DIRECTIONS: Reproduce every one of the entries below character for character, but leave the pictures out of your output.

THE DATA:
******
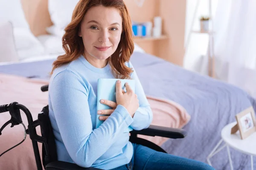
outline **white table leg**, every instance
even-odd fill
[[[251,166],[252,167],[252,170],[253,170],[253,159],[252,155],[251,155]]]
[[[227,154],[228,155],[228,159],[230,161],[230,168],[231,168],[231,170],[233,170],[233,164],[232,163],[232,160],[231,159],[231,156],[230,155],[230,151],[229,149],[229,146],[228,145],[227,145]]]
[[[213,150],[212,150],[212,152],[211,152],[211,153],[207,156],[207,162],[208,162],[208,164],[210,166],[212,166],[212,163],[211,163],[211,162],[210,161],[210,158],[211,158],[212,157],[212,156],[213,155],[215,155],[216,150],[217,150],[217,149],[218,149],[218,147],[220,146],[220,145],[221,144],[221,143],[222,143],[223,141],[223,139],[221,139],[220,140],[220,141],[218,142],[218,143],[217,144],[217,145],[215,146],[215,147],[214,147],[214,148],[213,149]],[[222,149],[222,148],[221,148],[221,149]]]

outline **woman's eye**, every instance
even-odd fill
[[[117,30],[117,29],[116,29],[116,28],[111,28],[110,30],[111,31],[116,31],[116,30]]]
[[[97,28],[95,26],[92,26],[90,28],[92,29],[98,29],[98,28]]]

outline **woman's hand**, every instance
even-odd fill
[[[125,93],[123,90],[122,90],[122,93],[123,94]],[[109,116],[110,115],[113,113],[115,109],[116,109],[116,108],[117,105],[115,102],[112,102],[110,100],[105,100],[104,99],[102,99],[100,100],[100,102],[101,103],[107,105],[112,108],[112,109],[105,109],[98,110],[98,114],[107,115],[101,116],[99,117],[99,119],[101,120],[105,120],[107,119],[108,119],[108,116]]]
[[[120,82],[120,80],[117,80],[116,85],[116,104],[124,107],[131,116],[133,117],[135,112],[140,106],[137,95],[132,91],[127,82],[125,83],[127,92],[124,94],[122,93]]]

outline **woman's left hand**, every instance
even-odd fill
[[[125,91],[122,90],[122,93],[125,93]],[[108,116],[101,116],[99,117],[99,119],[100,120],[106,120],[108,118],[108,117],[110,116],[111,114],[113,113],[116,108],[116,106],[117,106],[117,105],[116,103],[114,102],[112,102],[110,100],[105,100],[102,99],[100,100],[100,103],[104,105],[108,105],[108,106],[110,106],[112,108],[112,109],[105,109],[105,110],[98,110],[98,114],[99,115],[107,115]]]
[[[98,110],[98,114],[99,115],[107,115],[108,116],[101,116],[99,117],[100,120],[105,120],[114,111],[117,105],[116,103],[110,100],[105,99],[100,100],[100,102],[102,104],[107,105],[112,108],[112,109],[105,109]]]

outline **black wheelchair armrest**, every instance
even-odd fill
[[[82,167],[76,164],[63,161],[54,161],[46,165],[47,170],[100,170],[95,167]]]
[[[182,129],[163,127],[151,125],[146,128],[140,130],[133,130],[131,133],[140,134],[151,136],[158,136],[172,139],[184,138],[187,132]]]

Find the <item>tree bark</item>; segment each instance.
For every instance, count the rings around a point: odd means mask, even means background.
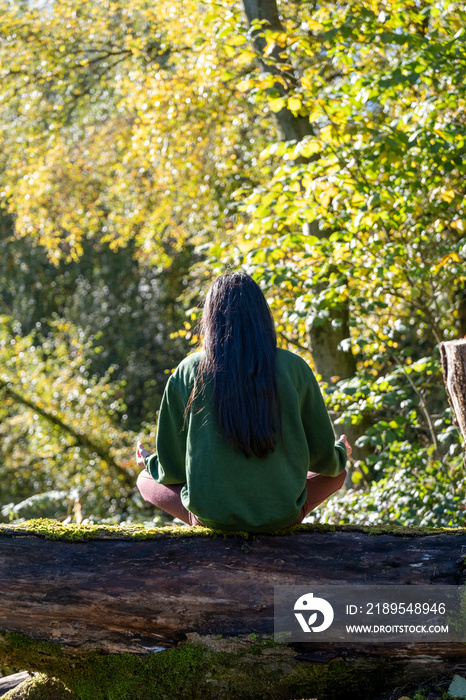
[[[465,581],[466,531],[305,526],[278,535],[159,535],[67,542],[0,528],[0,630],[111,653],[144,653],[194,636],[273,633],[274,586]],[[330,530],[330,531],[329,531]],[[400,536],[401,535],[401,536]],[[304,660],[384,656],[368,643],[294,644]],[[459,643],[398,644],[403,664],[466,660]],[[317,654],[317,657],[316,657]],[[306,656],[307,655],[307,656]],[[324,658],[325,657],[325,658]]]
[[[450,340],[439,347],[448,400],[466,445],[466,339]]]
******
FINISHED TASK:
outline **white table leg**, every instance
even-odd fill
[[[251,166],[252,167],[252,170],[253,170],[253,159],[252,155],[251,155]]]
[[[227,154],[228,155],[228,159],[230,161],[230,168],[231,168],[231,170],[233,170],[233,164],[232,163],[232,160],[231,159],[231,156],[230,155],[230,151],[229,149],[229,146],[228,145],[227,145]]]
[[[213,150],[212,150],[212,152],[211,152],[211,153],[207,156],[207,162],[208,162],[208,164],[210,166],[212,166],[212,163],[211,163],[211,162],[210,161],[210,158],[211,158],[212,157],[212,156],[213,155],[215,155],[216,150],[217,150],[217,149],[218,149],[218,147],[220,146],[220,145],[221,144],[221,143],[222,143],[223,141],[223,139],[221,139],[220,140],[220,141],[218,142],[218,143],[217,144],[217,145],[215,146],[215,147],[214,147],[214,148],[213,149]],[[222,149],[222,148],[221,148],[221,149]]]

outline **woman's eye**, every instance
even-odd fill
[[[117,30],[117,29],[116,29],[116,28],[111,28],[110,30],[111,31],[116,31],[116,30]]]
[[[97,28],[95,26],[92,26],[90,28],[92,29],[98,29],[98,28]]]

outline **woman's hand**, every instance
even-odd fill
[[[125,93],[123,90],[122,90],[122,93],[123,94]],[[109,116],[110,115],[113,113],[115,109],[116,109],[116,108],[117,105],[115,102],[112,102],[110,100],[105,100],[104,99],[102,99],[100,100],[100,102],[101,103],[107,105],[112,108],[112,109],[105,109],[98,110],[98,114],[107,115],[101,116],[99,117],[99,119],[101,120],[105,120],[107,119],[108,119],[108,116]]]
[[[120,82],[120,80],[117,80],[116,85],[116,104],[124,107],[131,116],[133,117],[135,112],[140,106],[137,95],[132,91],[127,82],[125,83],[127,92],[124,94],[122,93]]]

outline **woman's left hand**, every instance
even-odd fill
[[[125,91],[122,90],[122,93],[125,93]],[[108,116],[101,116],[99,117],[99,119],[100,120],[106,120],[108,118],[108,117],[110,116],[111,114],[113,113],[116,108],[116,106],[117,106],[117,105],[116,103],[114,102],[112,102],[110,100],[105,100],[102,99],[100,100],[100,103],[104,105],[108,105],[108,106],[110,106],[112,108],[112,109],[105,109],[105,110],[98,110],[98,114],[99,115],[107,115]]]
[[[98,110],[98,114],[99,115],[107,115],[108,116],[101,116],[99,117],[100,120],[105,120],[114,111],[117,105],[116,103],[110,100],[105,99],[100,100],[100,102],[102,104],[107,105],[112,108],[112,109],[105,109]]]

outline **black wheelchair armrest**, every instance
even-odd fill
[[[82,167],[76,164],[63,161],[54,161],[46,165],[47,170],[100,170],[95,167]]]
[[[182,129],[163,127],[151,125],[146,128],[140,130],[133,130],[131,133],[140,134],[151,136],[158,136],[172,139],[184,138],[187,132]]]

Find the <item>tree bark</item>; segment each instance.
For every instance, count the rings around a point: odd means mask, even means background.
[[[465,581],[466,531],[305,526],[278,535],[159,535],[67,542],[0,528],[0,630],[111,653],[144,653],[194,636],[273,633],[274,586]],[[330,530],[330,531],[329,531]],[[400,536],[401,535],[401,536]],[[304,660],[384,656],[368,643],[294,644]],[[459,643],[398,644],[403,664],[466,660]],[[317,654],[317,657],[316,657]],[[306,656],[307,655],[307,656]],[[324,658],[325,657],[325,658]]]
[[[450,340],[439,347],[448,400],[466,445],[466,339]]]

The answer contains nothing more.